Format every line of the entries below as a numbered list, omitting any blank lines.

[Named-object pointing entries]
-- Begin --
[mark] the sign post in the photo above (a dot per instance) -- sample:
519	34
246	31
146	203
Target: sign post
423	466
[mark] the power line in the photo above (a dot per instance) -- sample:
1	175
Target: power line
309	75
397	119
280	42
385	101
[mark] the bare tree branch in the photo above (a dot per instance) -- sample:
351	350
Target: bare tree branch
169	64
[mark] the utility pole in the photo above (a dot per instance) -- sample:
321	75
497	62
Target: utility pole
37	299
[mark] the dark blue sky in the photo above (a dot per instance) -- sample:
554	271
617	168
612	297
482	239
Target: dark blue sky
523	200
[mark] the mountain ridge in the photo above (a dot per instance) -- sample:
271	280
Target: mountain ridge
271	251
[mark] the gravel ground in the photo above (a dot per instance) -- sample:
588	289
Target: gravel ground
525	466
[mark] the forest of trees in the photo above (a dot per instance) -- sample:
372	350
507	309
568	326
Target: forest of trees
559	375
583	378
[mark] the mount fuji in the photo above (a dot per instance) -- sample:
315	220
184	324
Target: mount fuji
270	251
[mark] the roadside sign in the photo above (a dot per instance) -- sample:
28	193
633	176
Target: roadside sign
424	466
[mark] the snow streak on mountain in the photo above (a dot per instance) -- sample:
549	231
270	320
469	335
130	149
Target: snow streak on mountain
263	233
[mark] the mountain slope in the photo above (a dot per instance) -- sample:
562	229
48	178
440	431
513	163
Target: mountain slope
-- End --
◆ Reply
1. [mark] the sign post in the photo above (a dot per instance) -- sample:
2. 519	34
3. 246	31
4. 146	203
5. Target: sign post
6. 423	466
7. [mark] the power line in the photo above (a dot per instance) -- sample:
8. 1	175
9. Target: power line
10. 309	75
11. 397	119
12. 280	42
13. 385	101
14. [mark] the bare tree branch in the photo above (a dot per instance) -- sample:
15. 351	350
16. Target: bare tree branch
17. 169	64
18. [mark] the utility pole in the photo above (a dot per instance) -- sample:
19. 321	75
20. 497	62
21. Target: utility pole
22. 37	299
23. [mark] the dark blue sky in the photo above (a dot per instance) -- sample:
24. 554	271
25. 617	168
26. 612	297
27. 482	239
28. Target: dark blue sky
29. 523	200
30. [mark] the mountain ridge in the photo above (a dot per instance) -- sample:
31. 271	280
32. Target: mountain ridge
33. 271	251
34. [mark] the gravel ground in the photo above (a dot per instance) -- sample:
35. 588	289
36. Target: gravel ground
37. 525	466
38. [mark] the forest of trees in the photo above (a dot per instance) -- sample:
39. 372	350
40. 507	309
41. 568	326
42. Target: forest of trees
43. 559	375
44. 583	378
45. [mark] the mount fuji in the photo above (a dot per instance) -- sample:
46. 315	220
47. 184	324
48. Target: mount fuji
49. 270	251
50. [mark] the roadside sign in the photo above (a dot per instance) -- sample:
51. 28	193
52. 633	176
53. Target: roadside sign
54. 424	466
55. [mark] the snow streak on mountain in the photo above (a dot per instance) -- sample:
56. 549	231
57. 270	320
58. 469	335
59. 130	149
60. Target: snow streak on mountain
61. 263	233
62. [mark] the mountain slope in the photo above (a dot per instance) -- sample:
63. 562	229
64. 48	178
65. 440	431
66. 513	163
67. Target: mountain slope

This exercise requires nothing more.